═════ Text shown ═════

Lamson did indeed try to get very cute and, ultimately, it made no difference. Today in 1882 was the day he paid the price. By the time he was helped to gallows at London’s infamous Wandsworth Prison his nerve, tested by years of bad debts, hounding from creditors, rampant drug addiction and outright fear, had deserted him. He spent his final seconds begging the prison chaplain to stay the hangman’s hand for just one final prayer.

All in all, a sorry fate for a man who'[d once shown such promise.

Lamson was an American citizen, serving with distinction in the Balkan War and Franco-Prussian War. In the process the young doctor had been decorated, earning France’s Legion of Honour. While acquiring his decoration and military experience, however, he’d also acquired a habit that would come to rule his life and then destroy it;

Morphine.

═════

== Questions ==
A) In the text about Lamson's execution, at which prison was he hanged?
B) Extend the account of Lamson's life and execution, picking up after its final word.

═════ Record set ═════

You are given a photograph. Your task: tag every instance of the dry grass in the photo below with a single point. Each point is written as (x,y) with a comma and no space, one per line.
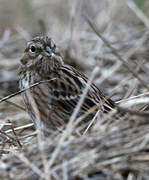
(117,41)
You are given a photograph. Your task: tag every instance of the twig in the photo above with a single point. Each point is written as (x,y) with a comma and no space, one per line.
(19,92)
(129,68)
(133,112)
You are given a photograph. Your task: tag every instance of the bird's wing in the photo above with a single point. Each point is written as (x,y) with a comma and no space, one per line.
(68,87)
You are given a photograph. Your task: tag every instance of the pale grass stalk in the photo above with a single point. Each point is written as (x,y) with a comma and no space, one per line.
(39,136)
(20,127)
(133,98)
(69,127)
(28,163)
(92,121)
(138,12)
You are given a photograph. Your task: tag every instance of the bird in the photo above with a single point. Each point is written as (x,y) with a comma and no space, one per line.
(58,86)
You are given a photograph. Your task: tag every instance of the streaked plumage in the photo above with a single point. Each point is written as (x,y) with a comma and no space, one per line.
(56,99)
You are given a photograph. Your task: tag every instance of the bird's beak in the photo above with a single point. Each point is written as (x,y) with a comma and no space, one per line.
(44,53)
(24,59)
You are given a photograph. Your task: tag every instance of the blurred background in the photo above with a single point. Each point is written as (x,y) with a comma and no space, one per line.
(20,20)
(124,23)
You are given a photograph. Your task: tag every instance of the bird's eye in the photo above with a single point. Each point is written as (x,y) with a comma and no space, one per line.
(32,49)
(48,50)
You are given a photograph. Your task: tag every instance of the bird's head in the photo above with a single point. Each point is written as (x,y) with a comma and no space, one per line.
(41,54)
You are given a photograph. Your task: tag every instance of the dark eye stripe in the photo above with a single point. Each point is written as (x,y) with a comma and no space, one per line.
(48,50)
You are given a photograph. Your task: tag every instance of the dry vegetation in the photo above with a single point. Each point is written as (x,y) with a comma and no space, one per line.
(115,147)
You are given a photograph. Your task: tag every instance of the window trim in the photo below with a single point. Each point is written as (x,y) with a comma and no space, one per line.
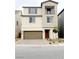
(32,10)
(31,19)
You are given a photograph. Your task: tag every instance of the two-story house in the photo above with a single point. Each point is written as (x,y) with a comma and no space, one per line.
(39,22)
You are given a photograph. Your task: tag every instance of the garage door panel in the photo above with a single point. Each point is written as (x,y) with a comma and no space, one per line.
(33,35)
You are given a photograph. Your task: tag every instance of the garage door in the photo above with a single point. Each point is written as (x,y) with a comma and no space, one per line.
(32,34)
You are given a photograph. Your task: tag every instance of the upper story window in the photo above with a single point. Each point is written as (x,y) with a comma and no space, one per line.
(32,10)
(31,19)
(49,19)
(49,10)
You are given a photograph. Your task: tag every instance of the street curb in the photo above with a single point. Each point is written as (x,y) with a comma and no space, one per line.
(32,45)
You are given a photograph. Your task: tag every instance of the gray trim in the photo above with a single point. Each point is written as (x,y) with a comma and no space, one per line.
(31,15)
(49,1)
(41,4)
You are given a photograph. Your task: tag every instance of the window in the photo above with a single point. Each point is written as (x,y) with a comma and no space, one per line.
(32,10)
(31,19)
(17,23)
(50,9)
(49,19)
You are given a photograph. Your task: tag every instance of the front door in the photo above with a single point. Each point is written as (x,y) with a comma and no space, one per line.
(46,34)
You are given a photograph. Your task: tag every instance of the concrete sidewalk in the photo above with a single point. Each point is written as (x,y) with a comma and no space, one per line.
(38,42)
(35,41)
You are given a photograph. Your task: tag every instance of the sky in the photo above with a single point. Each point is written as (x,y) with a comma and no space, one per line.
(20,3)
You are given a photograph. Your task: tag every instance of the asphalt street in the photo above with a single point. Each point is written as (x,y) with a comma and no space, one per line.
(39,52)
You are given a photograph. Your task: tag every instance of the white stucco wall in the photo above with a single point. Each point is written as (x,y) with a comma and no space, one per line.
(40,22)
(17,18)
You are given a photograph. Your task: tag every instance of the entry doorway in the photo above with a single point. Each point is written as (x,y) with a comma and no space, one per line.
(46,34)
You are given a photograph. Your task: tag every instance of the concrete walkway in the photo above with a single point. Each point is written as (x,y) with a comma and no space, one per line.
(32,41)
(35,42)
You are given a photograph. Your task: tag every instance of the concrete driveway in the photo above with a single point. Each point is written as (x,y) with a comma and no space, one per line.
(32,41)
(39,52)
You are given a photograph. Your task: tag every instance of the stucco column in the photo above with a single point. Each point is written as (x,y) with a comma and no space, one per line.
(43,34)
(51,34)
(22,35)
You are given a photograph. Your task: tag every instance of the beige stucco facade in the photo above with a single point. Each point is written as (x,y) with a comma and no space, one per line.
(40,20)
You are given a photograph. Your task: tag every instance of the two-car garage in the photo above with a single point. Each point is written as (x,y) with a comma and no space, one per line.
(32,34)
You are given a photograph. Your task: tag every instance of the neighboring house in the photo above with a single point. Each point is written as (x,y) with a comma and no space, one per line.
(39,22)
(61,24)
(17,23)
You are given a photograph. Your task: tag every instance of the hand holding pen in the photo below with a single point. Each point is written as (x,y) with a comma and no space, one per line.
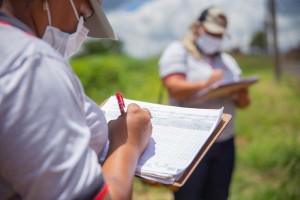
(121,102)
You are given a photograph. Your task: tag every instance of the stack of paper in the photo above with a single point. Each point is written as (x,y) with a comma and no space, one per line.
(224,88)
(178,136)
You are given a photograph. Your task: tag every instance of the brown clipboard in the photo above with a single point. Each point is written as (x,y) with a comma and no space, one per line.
(181,181)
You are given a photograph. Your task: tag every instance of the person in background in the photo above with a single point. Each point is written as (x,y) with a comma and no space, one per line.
(50,131)
(193,64)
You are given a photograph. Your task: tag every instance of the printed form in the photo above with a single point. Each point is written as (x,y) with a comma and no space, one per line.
(178,135)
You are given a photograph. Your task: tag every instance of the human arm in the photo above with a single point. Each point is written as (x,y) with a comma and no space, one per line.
(128,137)
(179,88)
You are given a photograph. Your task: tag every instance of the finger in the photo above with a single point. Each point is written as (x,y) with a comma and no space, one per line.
(147,110)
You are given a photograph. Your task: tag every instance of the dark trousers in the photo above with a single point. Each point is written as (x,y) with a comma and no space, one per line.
(211,178)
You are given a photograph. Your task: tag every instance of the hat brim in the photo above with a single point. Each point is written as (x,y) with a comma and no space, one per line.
(98,24)
(214,28)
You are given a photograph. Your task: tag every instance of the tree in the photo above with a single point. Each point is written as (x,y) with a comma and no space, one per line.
(258,43)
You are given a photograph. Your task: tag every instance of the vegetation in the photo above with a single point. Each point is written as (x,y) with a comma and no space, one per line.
(267,132)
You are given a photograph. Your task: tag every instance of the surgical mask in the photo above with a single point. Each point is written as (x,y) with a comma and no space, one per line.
(65,43)
(209,44)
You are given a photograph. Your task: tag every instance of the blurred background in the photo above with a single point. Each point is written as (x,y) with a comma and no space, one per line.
(264,37)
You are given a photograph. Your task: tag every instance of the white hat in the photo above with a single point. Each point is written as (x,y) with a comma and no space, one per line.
(214,20)
(98,24)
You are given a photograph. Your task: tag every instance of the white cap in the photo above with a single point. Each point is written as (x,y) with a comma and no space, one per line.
(98,24)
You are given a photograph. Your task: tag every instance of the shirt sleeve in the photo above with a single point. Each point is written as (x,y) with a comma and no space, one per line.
(97,123)
(173,60)
(44,140)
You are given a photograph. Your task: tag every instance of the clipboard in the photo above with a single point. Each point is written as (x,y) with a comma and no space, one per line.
(225,89)
(181,181)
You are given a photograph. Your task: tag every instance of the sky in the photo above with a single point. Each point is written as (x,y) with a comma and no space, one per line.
(147,26)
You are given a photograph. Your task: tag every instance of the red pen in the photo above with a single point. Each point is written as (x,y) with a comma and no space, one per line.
(121,102)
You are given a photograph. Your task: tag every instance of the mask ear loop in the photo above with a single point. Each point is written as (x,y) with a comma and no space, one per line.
(74,9)
(46,8)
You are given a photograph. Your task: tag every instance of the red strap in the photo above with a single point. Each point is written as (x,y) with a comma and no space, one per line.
(5,23)
(101,194)
(172,75)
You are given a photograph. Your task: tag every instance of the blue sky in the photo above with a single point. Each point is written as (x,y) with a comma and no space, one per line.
(147,26)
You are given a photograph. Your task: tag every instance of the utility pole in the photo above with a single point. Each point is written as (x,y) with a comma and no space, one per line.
(272,11)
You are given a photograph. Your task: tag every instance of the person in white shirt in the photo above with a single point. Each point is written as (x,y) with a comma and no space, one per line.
(51,133)
(188,66)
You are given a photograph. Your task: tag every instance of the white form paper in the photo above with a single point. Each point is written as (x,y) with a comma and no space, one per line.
(178,135)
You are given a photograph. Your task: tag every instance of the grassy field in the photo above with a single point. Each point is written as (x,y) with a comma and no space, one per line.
(267,132)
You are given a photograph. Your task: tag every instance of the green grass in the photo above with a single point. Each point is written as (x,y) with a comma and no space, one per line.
(267,132)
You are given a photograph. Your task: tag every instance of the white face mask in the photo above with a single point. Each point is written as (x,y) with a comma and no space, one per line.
(65,43)
(209,44)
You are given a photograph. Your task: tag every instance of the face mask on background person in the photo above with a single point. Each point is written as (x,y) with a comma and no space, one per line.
(209,44)
(65,43)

═════

== Answers provided ==
A) London's Wandsworth Prison.

B)
By the autumn of 1881 Lamson, still not thirty years old, was a hopeless drug addict with a lengthy reputation for swindling patients, friends and family in order to fund his rampant drug habit. Creditors were hounding him and he’d moved to several different places to escape their demands. Unfortunately, however, their demands followed him. In desperate need of something to pay off his creditors and still sustain his addiction, his drug-addled mind turned to his wife and her cousin Percy John.

Percy’s youth had been spoiled by a crippling spinal disorder that denied him many of like’s simple pleasures. Should he die, the £1500 held in trust for him would be inherited by his wife. Lamson, naturally, intended that the money should come to him and thence to his creditors and the nearest available source of morphine. With that in mind, our medical murderer looked for a way to murder his brother-in-law while setting a false trail to protect himself if he were accused of Percy’s murder.

Capsules were then a new fad and, Lamson decided, would play a crucial part of both his murder scheme and emergency alibi. If he could induce Percy to take capsules obviously not laden with poison while delivering it in some other way then Percy would die, Lamson’s wife would inherit and Lamson would pocket the cash. In December, 1881 his scheme went into effect when he visited Percy at his boarding school.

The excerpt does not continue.